◆ Exercise prompt:
Reproduce verbatim the records from their beginning through the line containing "positive clicks: (53, 432)", inclusive, and omit the pictures from your reproduction.

◆ Dataset excerpts:
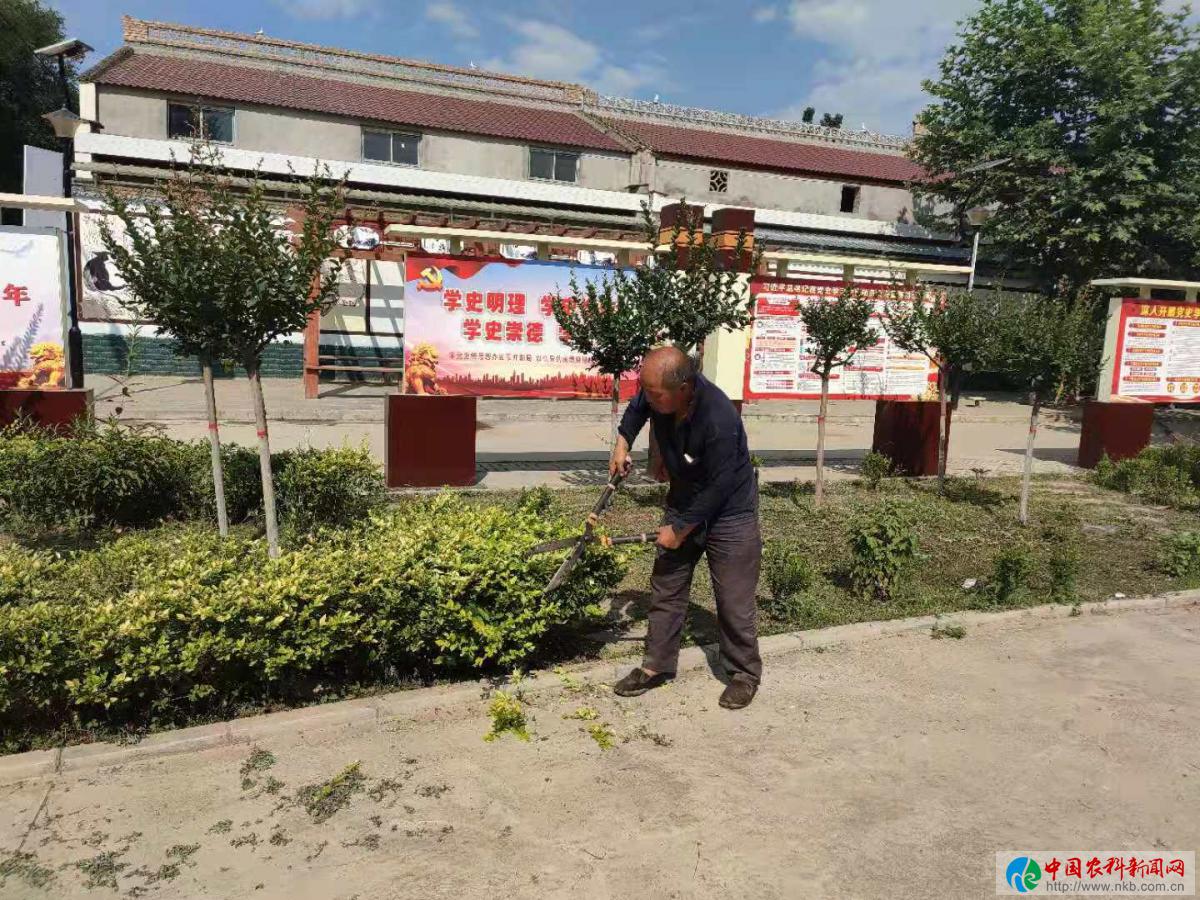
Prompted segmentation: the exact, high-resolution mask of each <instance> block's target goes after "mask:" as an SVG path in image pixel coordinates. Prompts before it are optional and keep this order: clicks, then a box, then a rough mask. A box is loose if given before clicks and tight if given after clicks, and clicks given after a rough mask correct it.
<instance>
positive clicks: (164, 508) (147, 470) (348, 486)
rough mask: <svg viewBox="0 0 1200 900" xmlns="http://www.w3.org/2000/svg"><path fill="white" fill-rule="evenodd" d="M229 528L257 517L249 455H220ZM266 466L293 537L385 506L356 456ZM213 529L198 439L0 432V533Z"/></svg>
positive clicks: (53, 432)
mask: <svg viewBox="0 0 1200 900" xmlns="http://www.w3.org/2000/svg"><path fill="white" fill-rule="evenodd" d="M222 460H223V463H224V482H226V503H227V508H228V511H229V520H230V522H234V523H238V522H244V521H246V520H248V518H252V517H254V516H257V515H258V514H260V511H262V506H263V486H262V480H260V475H259V463H258V452H257V450H251V449H248V448H242V446H238V445H236V444H227V445H224V446H223V448H222ZM271 466H272V470H274V476H275V486H276V493H277V502H278V514H280V521H281V522H282V523H283V526H284V527H286V528H289V529H292V530H293V532H299V533H306V532H308V530H312V529H313V528H316V527H318V526H349V524H354V523H355V522H361V521H362V520H364V518H365V517H366V516H367V515H368V514H370V512H371V510H372V509H374V508H376V506H378V505H379V504H380V503H382V502H383V500H384V498H385V496H386V491H385V488H384V481H383V475H382V473H380V472H379V467H378V466H377V464H376V463H374V461H373V460H372V458H371V455H370V452H367V451H366V450H365V449H352V448H343V449H335V450H288V451H283V452H277V454H274V455H272V457H271ZM166 520H176V521H188V520H204V521H215V520H216V502H215V499H214V492H212V462H211V450H210V449H209V443H208V442H206V440H192V442H186V440H173V439H172V438H167V437H163V436H162V434H160V433H158V432H156V431H152V430H148V428H136V427H134V428H131V427H124V426H118V425H100V426H89V427H82V428H79V430H77V431H76V432H73V433H70V434H60V433H56V432H53V431H41V430H36V428H7V430H2V431H0V528H2V529H5V530H8V532H12V533H16V534H19V533H26V532H44V530H59V529H67V530H73V529H84V528H95V527H112V526H120V527H133V528H142V527H146V526H152V524H156V523H158V522H162V521H166Z"/></svg>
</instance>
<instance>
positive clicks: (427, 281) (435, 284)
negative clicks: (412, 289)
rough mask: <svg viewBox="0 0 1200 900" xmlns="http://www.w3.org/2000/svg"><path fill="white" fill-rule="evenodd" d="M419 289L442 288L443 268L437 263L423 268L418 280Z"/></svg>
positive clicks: (416, 285) (426, 289) (436, 289)
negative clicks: (438, 266) (442, 270)
mask: <svg viewBox="0 0 1200 900" xmlns="http://www.w3.org/2000/svg"><path fill="white" fill-rule="evenodd" d="M416 289H418V290H442V270H440V269H438V268H437V266H436V265H430V266H426V268H425V269H421V277H420V281H418V282H416Z"/></svg>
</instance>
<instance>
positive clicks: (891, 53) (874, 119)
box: [781, 0, 979, 134]
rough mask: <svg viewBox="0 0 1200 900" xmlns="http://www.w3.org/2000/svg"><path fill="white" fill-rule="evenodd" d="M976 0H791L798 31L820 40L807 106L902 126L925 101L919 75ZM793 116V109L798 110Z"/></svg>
mask: <svg viewBox="0 0 1200 900" xmlns="http://www.w3.org/2000/svg"><path fill="white" fill-rule="evenodd" d="M978 5H979V4H978V0H920V1H919V2H895V0H791V4H790V6H788V8H787V18H788V22H790V23H791V25H792V30H793V31H794V34H796V35H797V36H798V37H802V38H805V40H808V41H815V42H817V43H820V44H823V46H824V48H826V52H824V54H823V55H822V56H821V58H818V59H817V60H816V61H815V64H814V68H812V88H811V89H810V92H809V96H808V98H806V100H805V101H804V102H800V103H797V104H796V107H794V108H793V109H790V110H784V112H782V113H781V114H788V113H791V112H794V109H803V107H805V106H814V107H816V108H817V113H818V115H820V114H822V113H826V112H832V113H844V114H845V116H846V121H845V127H848V128H858V127H859V126H862V125H863V124H865V125H866V126H868V127H869V128H872V130H876V131H888V132H894V133H900V134H906V133H908V132H910V130H911V127H912V118H913V115H916V113H917V112H918V110H919V109H920V108H922V107H923V106H924V104H925V102H926V97H925V95H924V91H922V88H920V82H922V79H923V78H928V77H930V76H932V74H935V73H936V71H937V61H938V60H940V59H941V56H942V53H943V52H944V49H946V47H947V46H948V44H949V43H950V41H952V40H953V38H954V34H955V31H956V28H958V23H959V22H960V20H961V19H962V18H965V17H966V16H968V14H970V13H971V12H973V11H974V10H976V8H977V7H978ZM797 118H798V116H797Z"/></svg>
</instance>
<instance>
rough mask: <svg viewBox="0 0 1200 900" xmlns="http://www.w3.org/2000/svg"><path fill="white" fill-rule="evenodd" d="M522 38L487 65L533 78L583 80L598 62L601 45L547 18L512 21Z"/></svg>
mask: <svg viewBox="0 0 1200 900" xmlns="http://www.w3.org/2000/svg"><path fill="white" fill-rule="evenodd" d="M510 28H511V29H512V30H514V31H516V32H517V35H520V37H521V41H520V42H518V43H517V46H516V47H514V48H512V50H511V53H510V54H509V56H508V59H506V60H504V61H499V65H498V66H497V64H496V62H490V64H488V66H490V67H493V66H496V67H499V68H508V70H511V71H514V72H518V73H521V74H527V76H532V77H534V78H550V79H552V80H558V82H578V80H583V78H584V76H586V74H587V73H588V72H592V71H593V70H594V68H595V66H596V65H598V64H599V62H600V48H599V47H596V46H595V44H594V43H592V42H590V41H586V40H583V38H582V37H580V36H578V35H576V34H574V32H571V31H568V30H566V29H565V28H562V26H560V25H552V24H550V23H547V22H512V23H510Z"/></svg>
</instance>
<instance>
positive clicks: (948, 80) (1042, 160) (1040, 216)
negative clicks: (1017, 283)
mask: <svg viewBox="0 0 1200 900" xmlns="http://www.w3.org/2000/svg"><path fill="white" fill-rule="evenodd" d="M1198 36H1200V31H1198V28H1196V26H1195V25H1192V24H1188V22H1187V20H1186V17H1184V13H1182V12H1180V13H1170V12H1168V11H1165V10H1164V7H1163V4H1162V2H1160V0H983V4H982V6H980V8H979V10H978V12H977V13H974V14H973V16H971V17H968V18H967V19H966V20H965V23H964V24H962V26H961V30H960V34H959V40H958V43H955V44H954V46H952V47H950V48H949V49H948V50H947V52H946V55H944V58H943V60H942V62H941V74H940V76H938V77H937V78H936V79H932V80H929V82H926V83H925V90H928V91H929V92H930V94H931V95H932V96H934V98H935V102H934V103H932V104H931V106H929V107H926V108H925V109H924V110H923V112H922V113H920V114H919V124H920V125H922V126H923V131H924V133H920V134H918V137H917V138H916V139H914V142H913V145H912V150H911V154H912V157H913V160H916V161H917V162H918V163H920V164H922V166H923V167H924V168H925V169H926V170H928V173H929V174H930V175H931V178H930V179H929V180H926V181H924V182H923V184H919V185H917V191H918V193H919V196H922V197H923V198H925V199H926V200H935V202H938V204H940V205H941V208H943V209H944V210H946V212H944V214H943V215H942V216H941V221H942V224H943V226H944V224H950V226H955V227H956V226H958V224H959V222H958V217H959V216H961V214H962V210H965V209H967V208H970V206H974V205H989V206H994V208H996V209H997V215H995V216H992V218H991V220H990V221H989V222H988V223H986V226H985V227H984V236H985V238H986V239H988V242H989V247H990V251H991V253H992V254H994V256H996V257H997V258H1000V259H1001V260H1003V262H1004V263H1006V264H1007V265H1009V266H1012V268H1016V269H1021V270H1028V271H1031V272H1033V274H1034V275H1037V276H1038V277H1039V278H1040V281H1042V284H1043V287H1044V288H1046V289H1048V290H1049V289H1051V288H1054V287H1055V286H1056V284H1057V283H1058V282H1060V281H1063V282H1066V288H1067V289H1075V288H1078V287H1080V286H1082V284H1086V283H1087V282H1088V281H1090V280H1091V278H1096V277H1102V276H1123V275H1135V274H1136V275H1157V276H1180V275H1184V274H1187V272H1188V271H1189V270H1193V271H1194V268H1195V265H1196V264H1198V263H1200V217H1198V216H1196V215H1195V210H1196V206H1198V204H1200V46H1198ZM989 162H990V163H992V164H991V166H985V164H984V163H989Z"/></svg>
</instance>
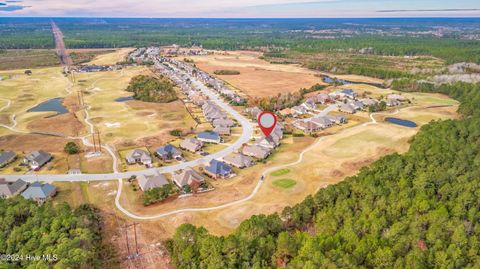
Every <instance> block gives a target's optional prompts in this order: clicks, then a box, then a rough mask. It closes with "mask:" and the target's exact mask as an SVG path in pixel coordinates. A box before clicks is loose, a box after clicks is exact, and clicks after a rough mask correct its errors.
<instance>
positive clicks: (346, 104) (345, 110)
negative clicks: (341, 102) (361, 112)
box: [338, 104, 357, 114]
mask: <svg viewBox="0 0 480 269" xmlns="http://www.w3.org/2000/svg"><path fill="white" fill-rule="evenodd" d="M338 110H340V111H342V112H345V113H350V114H354V113H355V112H357V110H356V109H355V108H354V107H352V106H351V105H350V104H341V105H340V107H339V109H338Z"/></svg>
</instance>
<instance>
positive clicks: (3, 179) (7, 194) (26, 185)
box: [0, 178, 27, 198]
mask: <svg viewBox="0 0 480 269" xmlns="http://www.w3.org/2000/svg"><path fill="white" fill-rule="evenodd" d="M26 188H27V182H25V181H23V180H21V179H17V181H15V182H8V181H6V180H5V179H3V178H0V198H10V197H13V196H16V195H18V194H20V193H21V192H22V191H24V190H25V189H26Z"/></svg>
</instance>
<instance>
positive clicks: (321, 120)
mask: <svg viewBox="0 0 480 269" xmlns="http://www.w3.org/2000/svg"><path fill="white" fill-rule="evenodd" d="M311 121H312V122H313V123H315V124H317V125H318V126H320V128H322V129H326V128H329V127H332V125H333V122H332V121H330V119H328V118H327V117H319V118H312V119H311Z"/></svg>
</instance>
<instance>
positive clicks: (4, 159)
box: [0, 150, 53, 171]
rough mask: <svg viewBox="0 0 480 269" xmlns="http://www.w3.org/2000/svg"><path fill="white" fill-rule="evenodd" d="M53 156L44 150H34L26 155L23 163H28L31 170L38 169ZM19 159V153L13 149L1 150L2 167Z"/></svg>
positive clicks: (0, 156) (47, 161)
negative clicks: (17, 159) (14, 150)
mask: <svg viewBox="0 0 480 269" xmlns="http://www.w3.org/2000/svg"><path fill="white" fill-rule="evenodd" d="M52 158H53V156H52V155H51V154H50V153H48V152H45V151H43V150H36V151H32V152H31V153H29V154H27V155H25V157H24V158H23V160H22V164H24V165H28V166H29V167H30V169H31V170H34V171H38V170H40V168H41V167H42V166H44V165H45V164H47V163H48V162H49V161H50V160H52ZM16 159H17V154H16V153H15V152H13V151H2V152H0V167H4V166H6V165H8V164H9V163H11V162H13V161H15V160H16Z"/></svg>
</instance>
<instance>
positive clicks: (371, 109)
mask: <svg viewBox="0 0 480 269" xmlns="http://www.w3.org/2000/svg"><path fill="white" fill-rule="evenodd" d="M385 109H387V103H385V101H383V100H382V101H380V102H378V103H377V104H375V105H371V106H368V112H369V113H374V112H378V111H384V110H385Z"/></svg>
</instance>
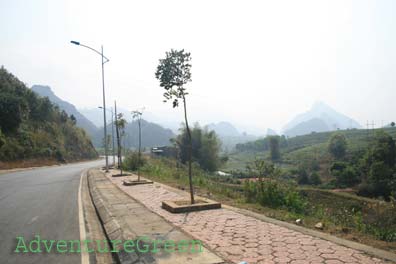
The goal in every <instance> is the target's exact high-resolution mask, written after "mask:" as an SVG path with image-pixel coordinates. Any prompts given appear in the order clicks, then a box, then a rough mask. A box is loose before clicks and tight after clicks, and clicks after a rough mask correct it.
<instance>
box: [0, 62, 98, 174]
mask: <svg viewBox="0 0 396 264" xmlns="http://www.w3.org/2000/svg"><path fill="white" fill-rule="evenodd" d="M97 156H98V154H97V152H96V151H95V149H94V148H93V146H92V143H91V141H90V139H89V137H88V136H87V135H86V133H85V131H84V130H82V129H81V128H79V127H77V126H76V124H75V122H74V121H73V120H72V119H71V118H70V117H69V116H68V115H67V113H66V112H65V111H61V110H60V109H59V108H57V107H55V106H54V105H53V104H52V103H51V102H50V100H49V99H48V98H43V97H41V96H39V95H38V94H37V93H35V92H34V91H33V90H31V89H29V88H27V87H26V86H25V84H24V83H23V82H21V81H20V80H18V79H17V78H16V77H15V76H13V75H12V74H11V73H9V72H8V71H7V70H6V69H4V67H1V68H0V167H2V166H3V165H4V164H3V163H4V162H7V161H20V160H34V159H39V160H44V159H50V160H58V161H71V160H82V159H90V158H96V157H97ZM2 164H3V165H2ZM4 166H6V165H4Z"/></svg>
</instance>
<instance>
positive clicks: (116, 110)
mask: <svg viewBox="0 0 396 264" xmlns="http://www.w3.org/2000/svg"><path fill="white" fill-rule="evenodd" d="M115 118H116V121H115V125H116V135H117V159H118V160H117V161H118V168H119V169H121V165H122V164H121V160H120V158H121V146H120V129H119V127H118V117H117V105H116V104H115ZM121 174H122V172H121Z"/></svg>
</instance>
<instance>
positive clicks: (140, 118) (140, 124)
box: [131, 107, 144, 181]
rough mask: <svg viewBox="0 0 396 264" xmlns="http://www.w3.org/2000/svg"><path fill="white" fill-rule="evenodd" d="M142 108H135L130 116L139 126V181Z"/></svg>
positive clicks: (140, 148)
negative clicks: (134, 119) (130, 116)
mask: <svg viewBox="0 0 396 264" xmlns="http://www.w3.org/2000/svg"><path fill="white" fill-rule="evenodd" d="M143 110H144V107H143V108H142V109H141V110H140V111H139V110H135V111H132V112H131V114H132V118H133V119H135V118H136V120H137V122H138V126H139V148H138V181H140V173H139V169H140V156H141V145H142V129H141V121H142V115H143Z"/></svg>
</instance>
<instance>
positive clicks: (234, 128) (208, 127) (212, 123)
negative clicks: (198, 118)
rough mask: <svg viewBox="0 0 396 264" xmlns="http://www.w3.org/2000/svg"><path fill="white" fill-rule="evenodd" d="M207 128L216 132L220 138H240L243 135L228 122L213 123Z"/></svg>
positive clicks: (210, 124) (217, 134)
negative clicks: (239, 137) (225, 137)
mask: <svg viewBox="0 0 396 264" xmlns="http://www.w3.org/2000/svg"><path fill="white" fill-rule="evenodd" d="M207 128H208V129H209V130H213V131H214V132H216V134H217V135H219V136H220V137H222V136H226V137H238V136H240V135H241V134H240V133H239V132H238V130H237V129H236V128H235V127H234V126H233V125H232V124H231V123H228V122H219V123H211V124H209V125H207Z"/></svg>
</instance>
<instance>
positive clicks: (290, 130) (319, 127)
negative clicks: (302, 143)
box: [284, 118, 332, 137]
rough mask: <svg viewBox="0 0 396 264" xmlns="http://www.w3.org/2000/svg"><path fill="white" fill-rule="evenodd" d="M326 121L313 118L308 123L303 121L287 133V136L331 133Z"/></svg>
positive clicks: (287, 131)
mask: <svg viewBox="0 0 396 264" xmlns="http://www.w3.org/2000/svg"><path fill="white" fill-rule="evenodd" d="M330 130H332V129H330V128H329V127H328V125H327V124H326V122H325V121H323V120H322V119H320V118H312V119H310V120H308V121H303V122H301V123H299V124H297V125H296V126H294V127H293V128H291V129H288V130H286V131H285V133H284V134H285V135H286V136H289V137H294V136H300V135H306V134H310V133H313V132H326V131H330Z"/></svg>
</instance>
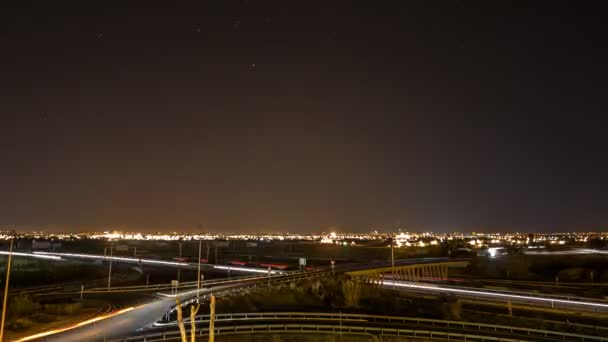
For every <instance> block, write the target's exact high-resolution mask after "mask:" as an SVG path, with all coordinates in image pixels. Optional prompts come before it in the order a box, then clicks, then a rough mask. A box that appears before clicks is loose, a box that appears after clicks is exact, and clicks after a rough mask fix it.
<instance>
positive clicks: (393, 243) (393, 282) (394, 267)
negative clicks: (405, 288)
mask: <svg viewBox="0 0 608 342" xmlns="http://www.w3.org/2000/svg"><path fill="white" fill-rule="evenodd" d="M391 273H392V274H391V276H392V278H393V289H395V234H393V237H391Z"/></svg>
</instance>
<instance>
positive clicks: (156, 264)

◆ Response for this exercise:
Prompted segmentation: the exact, high-resolution mask of each <instance> block's target goes after "mask:" as an SVG path in image pixel coordinates. Prompts before it are optional and keep this order: clicks, then a box, then a rough mask. A box is loose if given before clicks and tight if given after clicks, and clicks given after a rough mask correct it.
<instance>
positive clicks: (164, 508) (147, 470) (348, 486)
rough mask: <svg viewBox="0 0 1200 900" xmlns="http://www.w3.org/2000/svg"><path fill="white" fill-rule="evenodd" d="M229 528L257 517L249 455H220ZM266 466L293 537L385 506L356 456ZM213 529L198 439L0 432V533Z"/></svg>
positive clicks: (53, 432)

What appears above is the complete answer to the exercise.